To do —
All of the data must be printed exactly; please include every line.
== Segment start ==
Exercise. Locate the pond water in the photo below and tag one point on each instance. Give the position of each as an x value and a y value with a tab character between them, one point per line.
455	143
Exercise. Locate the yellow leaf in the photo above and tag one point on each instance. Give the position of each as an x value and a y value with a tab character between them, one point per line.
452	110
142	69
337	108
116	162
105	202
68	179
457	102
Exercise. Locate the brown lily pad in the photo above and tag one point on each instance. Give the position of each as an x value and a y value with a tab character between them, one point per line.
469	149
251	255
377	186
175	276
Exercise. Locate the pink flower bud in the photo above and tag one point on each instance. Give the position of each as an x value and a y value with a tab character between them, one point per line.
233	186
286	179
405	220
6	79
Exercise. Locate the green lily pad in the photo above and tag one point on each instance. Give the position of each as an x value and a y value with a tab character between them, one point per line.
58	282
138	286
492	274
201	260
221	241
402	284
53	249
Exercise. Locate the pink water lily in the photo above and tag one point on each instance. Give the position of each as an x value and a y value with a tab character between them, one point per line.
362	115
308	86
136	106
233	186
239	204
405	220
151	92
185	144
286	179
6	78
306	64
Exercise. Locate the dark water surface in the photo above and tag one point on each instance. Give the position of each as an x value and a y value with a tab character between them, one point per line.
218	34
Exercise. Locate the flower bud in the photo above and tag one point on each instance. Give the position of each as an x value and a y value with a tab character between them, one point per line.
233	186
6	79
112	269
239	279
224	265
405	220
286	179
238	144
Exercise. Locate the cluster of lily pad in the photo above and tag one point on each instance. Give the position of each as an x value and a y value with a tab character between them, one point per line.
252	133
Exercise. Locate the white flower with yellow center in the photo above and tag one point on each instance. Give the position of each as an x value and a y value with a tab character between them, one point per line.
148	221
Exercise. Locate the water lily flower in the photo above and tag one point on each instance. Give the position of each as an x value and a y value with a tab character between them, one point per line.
== Segment end ==
Written reply —
Exercise. Locate the pond water in the photo below and tag one point on each instance. Give the position of each as an x value and a y value with a tab character between them, one point per line.
455	143
Exercise. Locate the yellow leaf in the photo above and tag one point on each instance. Give the position of each as an x value and a y value with a tab character between them, one point per line.
452	110
142	69
337	108
116	162
105	202
68	179
457	102
Exercise. Locate the brown lily pad in the photo above and tag one point on each instance. Give the position of each as an x value and a y value with a tab character between them, one point per line.
469	149
251	255
377	186
175	276
Exercise. Locate the pink flower bud in the photo above and tag one point on each instance. Give the position of each as an x value and a y value with a tab character between them, one point per line.
233	186
286	179
405	220
6	79
Exercise. Locate the green lily pad in the photo above and tag one point on each instance. Give the position of each as an x value and a y value with a tab character between them, one point per line.
58	282
138	286
492	274
201	260
221	241
402	284
53	249
Exercise. Locate the pink water lily in the photo above and tag one point on each instance. Give the position of each as an x value and a y value with a tab character between them, one point per line.
362	115
308	86
136	106
233	186
239	204
405	220
151	92
185	144
286	179
6	78
306	64
Exercise. Locate the dark water surface in the photo above and tag one point on each instance. Give the position of each as an x value and a y value with a tab character between them, one point per line.
218	34
Exercise. Locate the flower bud in the photo above and tag one point on each instance. Give the position of each as an x value and a y value with a tab character between them, one point per line.
233	186
6	79
112	269
239	279
224	265
405	220
286	179
238	144
Exercise. Locate the cluster of lily pad in the photo above and tag one point on each instance. Give the position of each as an x value and a y value with a tab character between them, one point per line.
252	133
Exercise. Locate the white flower with yellow center in the photo above and tag one point on each instance. Give the position of each as an x value and a y value with a tab character between them, one point per line.
148	221
Exercise. Locate the water lily flower in the photo above and tag one point on each instance. Give the position of each as an x value and a y value with a tab character between them, one point per line.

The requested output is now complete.